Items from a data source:
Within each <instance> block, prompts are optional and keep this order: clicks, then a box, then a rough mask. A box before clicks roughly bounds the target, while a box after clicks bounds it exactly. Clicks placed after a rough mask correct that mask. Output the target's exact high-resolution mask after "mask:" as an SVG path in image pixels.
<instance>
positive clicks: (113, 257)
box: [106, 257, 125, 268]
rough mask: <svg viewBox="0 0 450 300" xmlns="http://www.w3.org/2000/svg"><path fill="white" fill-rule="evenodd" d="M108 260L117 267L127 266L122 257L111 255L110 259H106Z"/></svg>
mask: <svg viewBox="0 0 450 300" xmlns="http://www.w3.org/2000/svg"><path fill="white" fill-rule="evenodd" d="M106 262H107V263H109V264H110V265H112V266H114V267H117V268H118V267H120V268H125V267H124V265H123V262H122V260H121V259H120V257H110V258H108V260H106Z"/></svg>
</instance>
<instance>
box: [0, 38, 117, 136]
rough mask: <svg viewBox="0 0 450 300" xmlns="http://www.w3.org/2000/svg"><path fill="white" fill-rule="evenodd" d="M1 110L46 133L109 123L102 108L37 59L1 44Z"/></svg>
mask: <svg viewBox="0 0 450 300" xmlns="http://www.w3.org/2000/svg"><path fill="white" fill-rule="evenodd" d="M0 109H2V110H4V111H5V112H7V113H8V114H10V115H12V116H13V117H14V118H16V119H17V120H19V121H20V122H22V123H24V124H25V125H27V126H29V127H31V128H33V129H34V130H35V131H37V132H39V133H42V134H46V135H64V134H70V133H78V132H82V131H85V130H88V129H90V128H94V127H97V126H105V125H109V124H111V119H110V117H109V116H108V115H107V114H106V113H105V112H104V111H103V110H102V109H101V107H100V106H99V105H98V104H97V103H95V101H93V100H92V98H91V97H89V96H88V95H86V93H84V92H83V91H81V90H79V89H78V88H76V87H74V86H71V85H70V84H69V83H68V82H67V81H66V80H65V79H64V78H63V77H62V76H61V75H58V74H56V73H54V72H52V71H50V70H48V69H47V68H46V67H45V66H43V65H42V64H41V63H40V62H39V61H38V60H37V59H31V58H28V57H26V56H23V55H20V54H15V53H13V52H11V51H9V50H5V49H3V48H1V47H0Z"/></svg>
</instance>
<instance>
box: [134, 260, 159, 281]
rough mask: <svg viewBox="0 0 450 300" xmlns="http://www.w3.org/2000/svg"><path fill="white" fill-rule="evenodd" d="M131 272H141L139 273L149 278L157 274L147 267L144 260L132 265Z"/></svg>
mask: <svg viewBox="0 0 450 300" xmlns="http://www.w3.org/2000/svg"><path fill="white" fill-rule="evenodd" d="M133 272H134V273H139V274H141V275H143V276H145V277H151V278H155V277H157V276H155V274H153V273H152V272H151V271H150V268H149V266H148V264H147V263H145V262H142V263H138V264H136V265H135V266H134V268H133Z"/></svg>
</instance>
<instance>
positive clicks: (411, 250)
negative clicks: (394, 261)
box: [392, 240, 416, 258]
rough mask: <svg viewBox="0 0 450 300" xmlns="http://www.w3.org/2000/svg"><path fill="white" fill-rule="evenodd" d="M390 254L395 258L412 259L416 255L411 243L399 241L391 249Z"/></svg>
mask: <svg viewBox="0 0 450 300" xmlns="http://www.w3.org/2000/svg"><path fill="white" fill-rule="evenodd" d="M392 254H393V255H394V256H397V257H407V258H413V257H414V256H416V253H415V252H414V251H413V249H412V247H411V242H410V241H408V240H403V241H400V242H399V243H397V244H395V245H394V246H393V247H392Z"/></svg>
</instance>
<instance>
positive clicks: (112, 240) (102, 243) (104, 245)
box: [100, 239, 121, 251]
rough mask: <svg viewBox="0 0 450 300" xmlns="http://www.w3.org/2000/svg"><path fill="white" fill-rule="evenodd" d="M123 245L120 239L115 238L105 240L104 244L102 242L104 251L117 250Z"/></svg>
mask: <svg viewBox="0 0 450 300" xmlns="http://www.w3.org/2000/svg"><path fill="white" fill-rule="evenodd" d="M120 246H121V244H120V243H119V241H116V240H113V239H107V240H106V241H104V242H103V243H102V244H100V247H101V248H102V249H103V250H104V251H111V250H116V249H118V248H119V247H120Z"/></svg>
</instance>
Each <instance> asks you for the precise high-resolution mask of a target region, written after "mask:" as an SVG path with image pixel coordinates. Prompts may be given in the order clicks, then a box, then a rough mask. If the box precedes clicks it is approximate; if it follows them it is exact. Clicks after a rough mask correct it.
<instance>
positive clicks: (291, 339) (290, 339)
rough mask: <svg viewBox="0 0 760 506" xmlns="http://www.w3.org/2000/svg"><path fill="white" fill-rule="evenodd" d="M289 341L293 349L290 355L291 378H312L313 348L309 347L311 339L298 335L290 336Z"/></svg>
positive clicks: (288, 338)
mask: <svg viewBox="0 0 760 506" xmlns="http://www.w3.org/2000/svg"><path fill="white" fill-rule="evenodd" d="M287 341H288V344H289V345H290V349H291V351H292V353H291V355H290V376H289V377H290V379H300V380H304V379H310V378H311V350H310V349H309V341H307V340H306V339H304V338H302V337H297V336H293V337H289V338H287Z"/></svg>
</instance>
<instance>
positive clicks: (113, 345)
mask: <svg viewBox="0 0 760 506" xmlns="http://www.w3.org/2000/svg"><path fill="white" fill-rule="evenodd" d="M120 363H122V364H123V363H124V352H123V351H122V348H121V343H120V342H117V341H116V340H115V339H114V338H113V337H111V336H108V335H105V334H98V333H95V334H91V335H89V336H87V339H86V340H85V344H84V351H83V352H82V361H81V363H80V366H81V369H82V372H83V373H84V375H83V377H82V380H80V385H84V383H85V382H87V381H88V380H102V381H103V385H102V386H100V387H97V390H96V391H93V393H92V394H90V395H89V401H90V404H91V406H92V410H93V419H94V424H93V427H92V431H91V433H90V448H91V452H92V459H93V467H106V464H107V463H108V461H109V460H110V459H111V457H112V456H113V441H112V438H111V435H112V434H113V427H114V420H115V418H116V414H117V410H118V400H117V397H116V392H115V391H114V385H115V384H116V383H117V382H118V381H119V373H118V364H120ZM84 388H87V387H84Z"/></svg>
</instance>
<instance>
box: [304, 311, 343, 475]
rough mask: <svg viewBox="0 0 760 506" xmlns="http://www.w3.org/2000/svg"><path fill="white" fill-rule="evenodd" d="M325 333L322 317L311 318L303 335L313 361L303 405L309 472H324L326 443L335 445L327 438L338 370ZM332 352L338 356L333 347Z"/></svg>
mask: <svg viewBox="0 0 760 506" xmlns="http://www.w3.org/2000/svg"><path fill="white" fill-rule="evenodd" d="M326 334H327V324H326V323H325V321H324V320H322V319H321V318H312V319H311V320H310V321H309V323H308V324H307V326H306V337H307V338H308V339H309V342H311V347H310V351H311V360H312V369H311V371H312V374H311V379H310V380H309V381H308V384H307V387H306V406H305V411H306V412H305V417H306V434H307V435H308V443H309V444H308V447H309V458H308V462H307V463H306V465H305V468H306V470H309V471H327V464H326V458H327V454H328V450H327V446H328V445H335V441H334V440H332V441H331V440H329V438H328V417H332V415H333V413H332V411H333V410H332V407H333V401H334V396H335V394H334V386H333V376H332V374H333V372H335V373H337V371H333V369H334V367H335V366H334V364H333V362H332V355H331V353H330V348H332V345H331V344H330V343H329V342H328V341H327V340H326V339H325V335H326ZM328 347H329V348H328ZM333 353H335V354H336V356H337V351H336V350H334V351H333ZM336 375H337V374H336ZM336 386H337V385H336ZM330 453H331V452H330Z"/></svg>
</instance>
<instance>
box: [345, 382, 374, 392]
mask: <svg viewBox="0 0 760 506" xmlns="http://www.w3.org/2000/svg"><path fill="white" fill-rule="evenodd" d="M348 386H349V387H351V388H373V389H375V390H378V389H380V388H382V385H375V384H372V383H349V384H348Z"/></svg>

§ **Problem details**
One inclusive range is required: first line of the data through the line containing "box: [134, 260, 159, 281]". Set it down exactly and output nothing else.

§ **Final answer**
Within each <instance> block, prompts are optional and keep this order: clicks, then a box, then a rough mask. A box before clicks roughly bounds the target, while a box after clicks bounds it exactly. Clicks placed after a rough mask correct that mask. Output the target's exact high-resolution mask after "mask:" as an SVG path in image pixels.
<instance>
positive clicks: (113, 257)
box: [106, 257, 125, 268]
rough mask: <svg viewBox="0 0 450 300" xmlns="http://www.w3.org/2000/svg"><path fill="white" fill-rule="evenodd" d="M108 260L117 267L127 266L122 257L111 255L110 259H106Z"/></svg>
mask: <svg viewBox="0 0 450 300" xmlns="http://www.w3.org/2000/svg"><path fill="white" fill-rule="evenodd" d="M106 262H107V263H109V264H110V265H112V266H114V267H117V268H118V267H120V268H125V267H124V265H123V262H122V260H121V259H120V257H110V258H108V260H106Z"/></svg>
</instance>
<instance>
box: [0, 38, 117, 136]
rough mask: <svg viewBox="0 0 450 300" xmlns="http://www.w3.org/2000/svg"><path fill="white" fill-rule="evenodd" d="M1 110L46 133L109 123L102 108L37 59L1 44Z"/></svg>
mask: <svg viewBox="0 0 450 300" xmlns="http://www.w3.org/2000/svg"><path fill="white" fill-rule="evenodd" d="M0 109H2V110H4V111H5V112H7V113H8V114H10V115H12V116H13V117H14V118H16V119H17V120H19V121H20V122H22V123H24V124H25V125H27V126H29V127H31V128H33V129H34V130H35V131H37V132H39V133H42V134H46V135H64V134H70V133H78V132H82V131H85V130H88V129H90V128H94V127H97V126H105V125H109V124H111V119H110V117H109V116H108V115H107V114H106V113H105V112H104V111H103V110H102V109H101V107H100V106H99V105H98V104H97V103H95V101H93V100H92V98H91V97H89V96H88V95H86V93H84V92H83V91H81V90H79V89H78V88H76V87H74V86H71V85H70V84H69V83H68V82H67V81H66V80H65V79H64V78H63V77H62V76H61V75H58V74H56V73H54V72H52V71H50V70H48V69H47V68H46V67H45V66H43V65H42V64H41V63H40V62H39V61H38V60H37V59H31V58H28V57H26V56H23V55H20V54H15V53H13V52H11V51H9V50H5V49H3V48H1V47H0Z"/></svg>
</instance>
<instance>
box: [134, 260, 159, 281]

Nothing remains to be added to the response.